• PASSAGE:
Hartman argues that if the pain of enslaved people has not been acknowledged it is not, as many argue, because it is inexpressible. Rather, the reason is the “sheer denial of black sentience” that is embedded in the spectacle of “contented enjoyment” discussed in Chapter 1 (85). Ironically, the enslaved person is supposedly impervious to pain, yet is also controlled with threats of bodily punishment. Slavery’s insistence on an unbearable pain that is simultaneously denied by slavery is the context in which Hartman theorizes enslaved everyday practices that attempt to “redress” the pained body and the mental and spiritual pain of enslavement. The scope and depth of Black pain far exceeds any amelioration that can be achieved in these everyday practices.
Actually understanding this “practice” with necessary complexity requires a disabling of any kind of “romance” surrounding slavery; this includes romantic ideas of enslaved people’s agency and resistance. Enslaved “agency” must be considered in the context of what Hartman calls the “naturalization” of Blackness as a state of “pained contentment,” which requires extreme violence to maintain, and which can never be fully escaped.

• DATA ROWS:
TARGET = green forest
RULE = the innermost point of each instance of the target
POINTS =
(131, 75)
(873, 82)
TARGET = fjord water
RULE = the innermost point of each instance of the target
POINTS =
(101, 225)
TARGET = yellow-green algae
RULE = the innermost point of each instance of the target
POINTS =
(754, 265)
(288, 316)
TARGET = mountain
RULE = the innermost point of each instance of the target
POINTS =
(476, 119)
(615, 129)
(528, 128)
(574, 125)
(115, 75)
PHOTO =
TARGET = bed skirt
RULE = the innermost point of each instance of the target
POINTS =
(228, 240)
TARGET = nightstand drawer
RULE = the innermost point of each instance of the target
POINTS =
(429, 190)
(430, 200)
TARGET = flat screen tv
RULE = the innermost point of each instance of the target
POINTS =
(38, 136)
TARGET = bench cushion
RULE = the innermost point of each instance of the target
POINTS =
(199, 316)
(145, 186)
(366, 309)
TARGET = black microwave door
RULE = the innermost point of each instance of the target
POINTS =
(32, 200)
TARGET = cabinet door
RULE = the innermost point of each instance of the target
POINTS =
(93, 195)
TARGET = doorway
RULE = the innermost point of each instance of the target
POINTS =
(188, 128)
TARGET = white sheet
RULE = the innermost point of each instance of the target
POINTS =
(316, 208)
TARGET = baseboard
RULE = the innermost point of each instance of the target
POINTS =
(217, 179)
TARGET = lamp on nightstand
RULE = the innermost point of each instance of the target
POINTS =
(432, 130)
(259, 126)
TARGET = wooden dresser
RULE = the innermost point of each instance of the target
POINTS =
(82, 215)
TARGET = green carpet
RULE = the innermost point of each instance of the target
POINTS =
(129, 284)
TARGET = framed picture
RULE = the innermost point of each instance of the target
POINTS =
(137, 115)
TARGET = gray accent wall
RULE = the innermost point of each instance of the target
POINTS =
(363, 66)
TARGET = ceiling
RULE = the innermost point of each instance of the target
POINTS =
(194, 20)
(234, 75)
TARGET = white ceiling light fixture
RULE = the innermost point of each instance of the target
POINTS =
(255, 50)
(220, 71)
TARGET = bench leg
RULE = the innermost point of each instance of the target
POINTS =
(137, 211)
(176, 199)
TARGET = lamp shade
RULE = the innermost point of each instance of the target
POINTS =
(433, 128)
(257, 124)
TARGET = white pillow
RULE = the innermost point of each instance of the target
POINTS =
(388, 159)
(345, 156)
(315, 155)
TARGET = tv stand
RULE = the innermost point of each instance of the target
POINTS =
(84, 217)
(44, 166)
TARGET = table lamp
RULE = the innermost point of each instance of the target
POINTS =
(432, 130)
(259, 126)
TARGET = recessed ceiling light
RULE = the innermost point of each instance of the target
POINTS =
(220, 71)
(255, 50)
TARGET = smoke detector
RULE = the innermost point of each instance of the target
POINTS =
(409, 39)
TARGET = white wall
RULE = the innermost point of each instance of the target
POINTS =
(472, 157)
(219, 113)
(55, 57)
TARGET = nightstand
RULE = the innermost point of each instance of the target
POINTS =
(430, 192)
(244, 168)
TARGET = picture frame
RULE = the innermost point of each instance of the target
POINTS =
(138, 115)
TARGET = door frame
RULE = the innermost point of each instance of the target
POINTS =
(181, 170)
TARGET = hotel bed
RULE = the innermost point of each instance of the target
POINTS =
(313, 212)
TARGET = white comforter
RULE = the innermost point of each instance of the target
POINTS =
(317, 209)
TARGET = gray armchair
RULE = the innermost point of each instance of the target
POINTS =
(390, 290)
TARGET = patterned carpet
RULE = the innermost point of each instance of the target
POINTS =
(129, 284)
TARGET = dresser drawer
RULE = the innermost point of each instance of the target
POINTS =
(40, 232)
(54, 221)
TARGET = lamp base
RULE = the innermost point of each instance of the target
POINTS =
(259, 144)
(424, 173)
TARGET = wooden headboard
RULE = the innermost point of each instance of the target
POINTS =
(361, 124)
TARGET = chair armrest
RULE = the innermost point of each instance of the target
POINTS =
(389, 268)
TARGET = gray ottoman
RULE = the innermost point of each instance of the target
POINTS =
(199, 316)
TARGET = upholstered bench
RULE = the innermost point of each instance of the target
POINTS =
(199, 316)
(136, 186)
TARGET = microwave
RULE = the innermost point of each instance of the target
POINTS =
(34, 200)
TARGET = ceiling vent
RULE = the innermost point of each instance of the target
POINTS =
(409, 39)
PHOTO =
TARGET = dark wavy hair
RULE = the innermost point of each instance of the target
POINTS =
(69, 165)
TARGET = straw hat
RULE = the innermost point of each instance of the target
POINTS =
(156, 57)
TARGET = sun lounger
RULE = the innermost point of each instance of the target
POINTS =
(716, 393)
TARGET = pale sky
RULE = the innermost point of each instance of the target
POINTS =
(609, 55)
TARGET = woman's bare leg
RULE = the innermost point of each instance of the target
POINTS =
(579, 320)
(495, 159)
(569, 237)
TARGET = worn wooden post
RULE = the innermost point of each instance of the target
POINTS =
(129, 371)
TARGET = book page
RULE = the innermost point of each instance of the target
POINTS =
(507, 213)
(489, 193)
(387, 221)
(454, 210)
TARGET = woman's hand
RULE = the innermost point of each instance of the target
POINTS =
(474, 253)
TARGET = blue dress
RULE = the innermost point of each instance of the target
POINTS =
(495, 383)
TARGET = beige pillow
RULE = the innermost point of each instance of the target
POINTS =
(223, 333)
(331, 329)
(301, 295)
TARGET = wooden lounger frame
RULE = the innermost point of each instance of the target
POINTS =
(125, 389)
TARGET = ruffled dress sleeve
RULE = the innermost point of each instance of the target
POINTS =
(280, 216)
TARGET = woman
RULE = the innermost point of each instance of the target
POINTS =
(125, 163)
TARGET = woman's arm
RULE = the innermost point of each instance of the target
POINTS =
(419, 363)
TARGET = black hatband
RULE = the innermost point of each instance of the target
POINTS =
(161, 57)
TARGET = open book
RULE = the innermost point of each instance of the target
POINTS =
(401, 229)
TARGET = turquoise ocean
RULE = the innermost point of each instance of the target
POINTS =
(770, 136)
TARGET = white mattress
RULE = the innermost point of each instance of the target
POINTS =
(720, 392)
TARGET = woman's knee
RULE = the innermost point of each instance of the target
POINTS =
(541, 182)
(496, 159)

• PROBLEMS AND TASKS:
(a) In the passage on Hartman, rewrite the part that opens with the words "Actually understanding this" and closes with "be fully escaped.", changing "agency" to "autonomy".
(b) Answer these questions from the passage on Hartman:
(i) In which chapter is the spectacle of "contented enjoyment" discussed?
(ii) To what is the enslaved person supposedly impervious?
(iii) As what state does Hartman say Blackness is naturalized?

• ANSWERS FOR THIS EXERCISE:
(a)
Actually understanding this “practice” with necessary complexity requires a disabling of any kind of “romance” surrounding slavery; this includes romantic ideas of enslaved people’s autonomy and resistance. Enslaved “autonomy” must be considered in the context of what Hartman calls the “naturalization” of Blackness as a state of “pained contentment,” which requires extreme violence to maintain, and which can never be fully escaped.

(b)
(i) Chapter 1
(ii) Pain
(iii) A state of "pained contentment"